## Data extracted from a collection
|---|

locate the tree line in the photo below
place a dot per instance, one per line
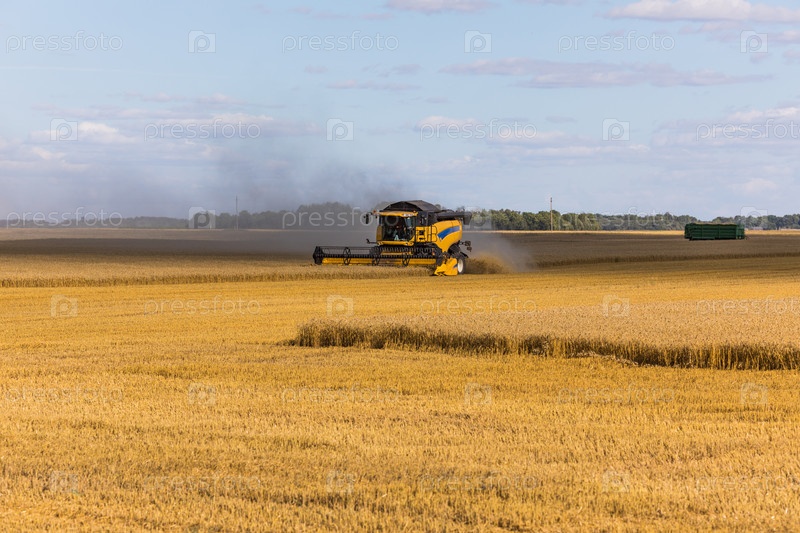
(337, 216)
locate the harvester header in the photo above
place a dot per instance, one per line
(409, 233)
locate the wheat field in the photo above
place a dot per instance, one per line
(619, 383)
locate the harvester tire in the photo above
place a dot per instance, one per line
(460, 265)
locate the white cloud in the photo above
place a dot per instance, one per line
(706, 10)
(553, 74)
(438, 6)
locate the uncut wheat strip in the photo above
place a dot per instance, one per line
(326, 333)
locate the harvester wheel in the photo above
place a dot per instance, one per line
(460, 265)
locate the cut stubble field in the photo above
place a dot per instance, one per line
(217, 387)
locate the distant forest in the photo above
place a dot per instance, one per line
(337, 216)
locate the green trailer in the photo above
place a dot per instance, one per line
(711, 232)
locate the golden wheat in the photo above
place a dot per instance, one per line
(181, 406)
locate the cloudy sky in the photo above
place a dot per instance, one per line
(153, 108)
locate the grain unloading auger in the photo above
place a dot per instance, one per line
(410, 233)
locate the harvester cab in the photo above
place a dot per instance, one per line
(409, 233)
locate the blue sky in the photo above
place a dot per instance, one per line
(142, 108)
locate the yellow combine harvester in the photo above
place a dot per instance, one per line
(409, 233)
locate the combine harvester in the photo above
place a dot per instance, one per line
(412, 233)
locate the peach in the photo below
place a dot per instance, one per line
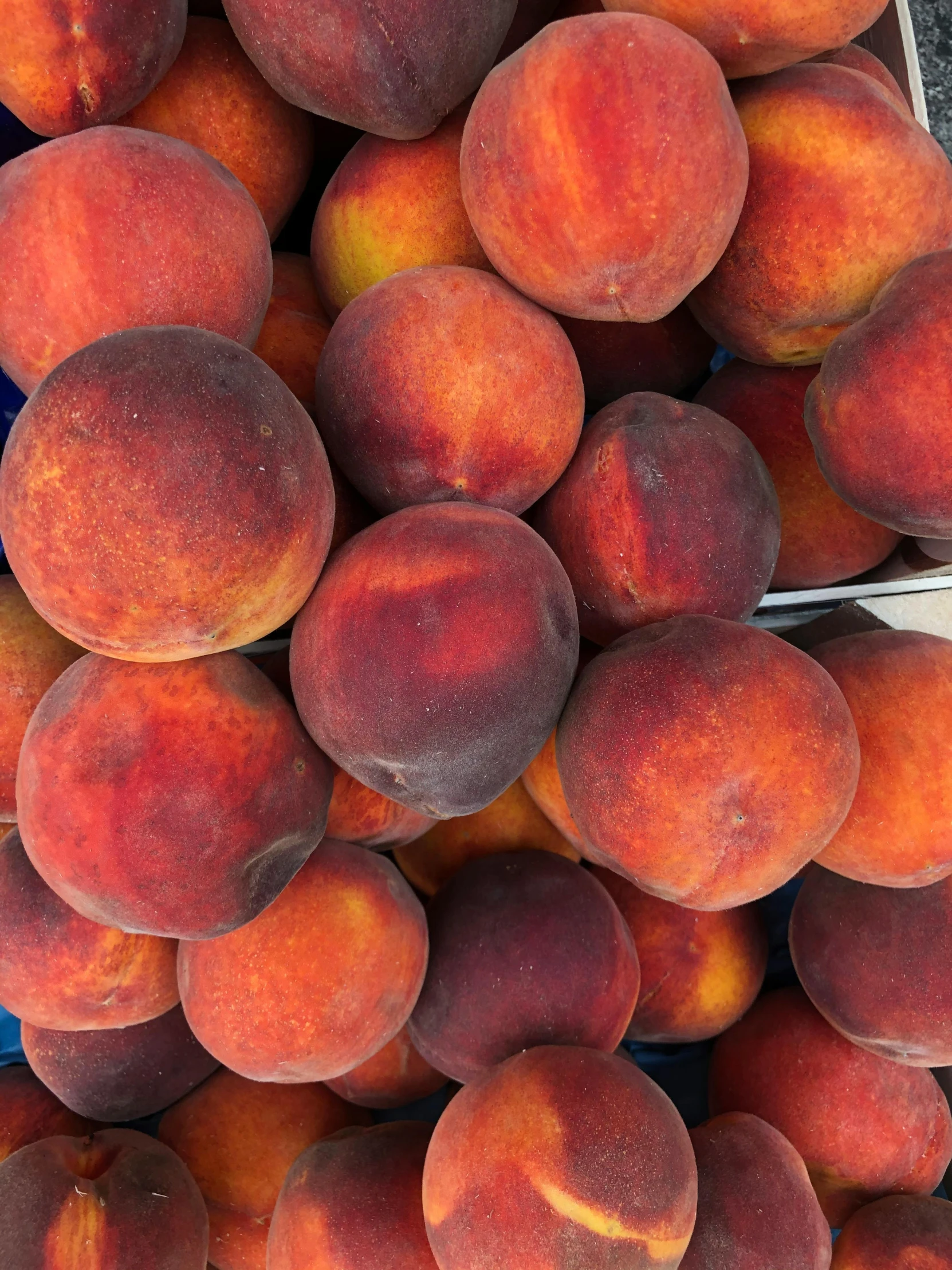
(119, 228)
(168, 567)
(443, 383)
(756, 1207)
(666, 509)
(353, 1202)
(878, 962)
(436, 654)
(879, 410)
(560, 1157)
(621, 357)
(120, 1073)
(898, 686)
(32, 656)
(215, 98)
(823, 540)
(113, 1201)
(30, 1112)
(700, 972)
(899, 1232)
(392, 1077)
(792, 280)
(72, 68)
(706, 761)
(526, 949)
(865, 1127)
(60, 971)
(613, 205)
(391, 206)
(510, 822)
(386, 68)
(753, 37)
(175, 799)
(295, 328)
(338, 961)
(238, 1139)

|---|

## What is expected
Change every "dot" in the lines above to "point", leaving everything else unchanged. Omit the pictures from your answer.

## Output
locate the tree line in the photo below
place a point per instance, one per line
(337, 216)
locate the harvester header in the photo above
place a point per instance, one per line
(409, 233)
locate the wheat field in the photo above
place a point per instance, one per line
(619, 383)
locate the harvester tire in the photo above
place a point per instance, one per line
(460, 265)
locate the white cloud in the photo above
place a point per instance, one per line
(706, 10)
(553, 74)
(438, 6)
locate the uncut wheat strip in the photo above
place a point per instance, one per line
(326, 333)
locate the harvester wheel in the photo above
place a point per instance, one per line
(460, 265)
locate the cut stubble field in the photo above
place a point per instance, one per line
(217, 387)
locate the distant forest in the photo above
place a point per instance, one per line
(337, 216)
locate the green trailer in the photo above
place a point per instance, one per line
(711, 232)
locate the golden wheat in the photo above
place a point per instance, one per line
(181, 406)
locate the cloudy sky in the photo above
place a point per instance, one per line
(153, 108)
locate the grain unloading auger in the photo above
place a point per instance, one per line
(410, 233)
locate the harvester cab in the photo above
place a point per instance, one per line
(409, 233)
locate the blue sky in the photo above
place a point per instance, one per line
(142, 108)
locate the yellow combine harvester in the photo above
place a point per instance, one per line
(409, 233)
locate the combine harvester in the photo above
place a point per instance, one per line
(412, 233)
locate the peach in the photo below
place a point per instance, one per line
(119, 228)
(168, 567)
(443, 383)
(756, 1207)
(666, 509)
(353, 1202)
(878, 962)
(436, 654)
(879, 410)
(560, 1157)
(621, 357)
(120, 1073)
(898, 686)
(32, 656)
(215, 98)
(823, 540)
(113, 1201)
(30, 1112)
(700, 972)
(899, 1232)
(392, 1077)
(792, 280)
(72, 68)
(706, 761)
(526, 949)
(865, 1127)
(60, 971)
(613, 205)
(391, 206)
(510, 822)
(386, 68)
(753, 37)
(175, 799)
(295, 328)
(338, 961)
(238, 1139)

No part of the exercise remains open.